§ Written request: Send back the entries below exactly as they appear.

§ Input for this task:
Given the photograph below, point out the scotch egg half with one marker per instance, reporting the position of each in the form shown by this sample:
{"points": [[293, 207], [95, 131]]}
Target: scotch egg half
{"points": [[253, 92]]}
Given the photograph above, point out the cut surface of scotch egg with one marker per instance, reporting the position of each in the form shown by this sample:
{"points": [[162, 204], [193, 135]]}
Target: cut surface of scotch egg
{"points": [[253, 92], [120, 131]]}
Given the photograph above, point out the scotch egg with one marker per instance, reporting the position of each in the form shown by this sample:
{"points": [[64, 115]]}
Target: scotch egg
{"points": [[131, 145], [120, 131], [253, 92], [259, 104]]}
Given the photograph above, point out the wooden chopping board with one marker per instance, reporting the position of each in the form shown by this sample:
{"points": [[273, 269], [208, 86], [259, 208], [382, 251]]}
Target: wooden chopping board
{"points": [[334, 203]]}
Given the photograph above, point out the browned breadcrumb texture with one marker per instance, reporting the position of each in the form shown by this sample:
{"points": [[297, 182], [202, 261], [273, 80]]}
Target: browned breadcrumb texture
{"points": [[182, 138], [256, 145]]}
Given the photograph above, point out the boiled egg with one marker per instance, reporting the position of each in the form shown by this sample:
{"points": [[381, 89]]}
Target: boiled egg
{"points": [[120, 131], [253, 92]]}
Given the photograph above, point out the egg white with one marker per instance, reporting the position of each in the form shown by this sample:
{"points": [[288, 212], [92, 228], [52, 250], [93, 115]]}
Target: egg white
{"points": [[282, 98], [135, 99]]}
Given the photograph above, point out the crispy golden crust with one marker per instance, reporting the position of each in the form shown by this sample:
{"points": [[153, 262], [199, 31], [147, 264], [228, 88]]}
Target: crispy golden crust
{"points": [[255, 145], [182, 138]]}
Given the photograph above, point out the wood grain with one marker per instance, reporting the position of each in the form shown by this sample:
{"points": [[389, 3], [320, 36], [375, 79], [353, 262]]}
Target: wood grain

§ Answer for this exercise:
Given the photograph below, point out the scotch egg half with one marker per instance, reporting the position of each in the form shown by this sample:
{"points": [[293, 207], [95, 131]]}
Target: scotch egg half
{"points": [[253, 92]]}
Given the photograph above, point out the cut surface of scotch egg with one marker per instance, reporting the position of each in the form shown by this sample:
{"points": [[162, 204], [193, 135]]}
Target: cut surface of scotch egg
{"points": [[253, 92], [120, 131]]}
Given the photograph above, point out the scotch egg with one marker per instance, reporting the position of each in the form shown by this sample:
{"points": [[64, 115]]}
Target: scotch egg
{"points": [[131, 145], [120, 131], [253, 92], [259, 104]]}
Given the photograph above, point out the wooden chopping board with one marker per instance, reporting the position of each in the form shown by this sample:
{"points": [[273, 269], [208, 86], [259, 208], [382, 251]]}
Target: wooden chopping board
{"points": [[334, 203]]}
Given the photograph above, point out the browned breadcrumb texture with one marker per instance, reporting the position of each in the form shown by this sample:
{"points": [[297, 182], [202, 261], [273, 80]]}
Target: browned breadcrumb texture
{"points": [[182, 138], [256, 145]]}
Given the photograph above, point out the boiled egg with one marker per instance, reporting the position of each in the form shown by this sample:
{"points": [[381, 89]]}
Target: boiled egg
{"points": [[120, 131], [253, 92]]}
Given the photograph above, point out the egg white with one marker per instance, reporting the position of each in the form shown by this sample:
{"points": [[288, 212], [92, 228], [52, 250], [93, 115]]}
Target: egg white
{"points": [[282, 98], [135, 99]]}
Given the photograph above, point out the crispy golden crust with one marker per instance, reporting the position of each in the form shown by this sample:
{"points": [[153, 262], [199, 31], [147, 264], [228, 88]]}
Target: crispy golden crust
{"points": [[255, 145], [182, 138]]}
Given the photograph above, point out the wood grain with one marker per instance, reporting the position of each in the form shown by this sample:
{"points": [[389, 3], [320, 36], [375, 79], [353, 262]]}
Target: wood grain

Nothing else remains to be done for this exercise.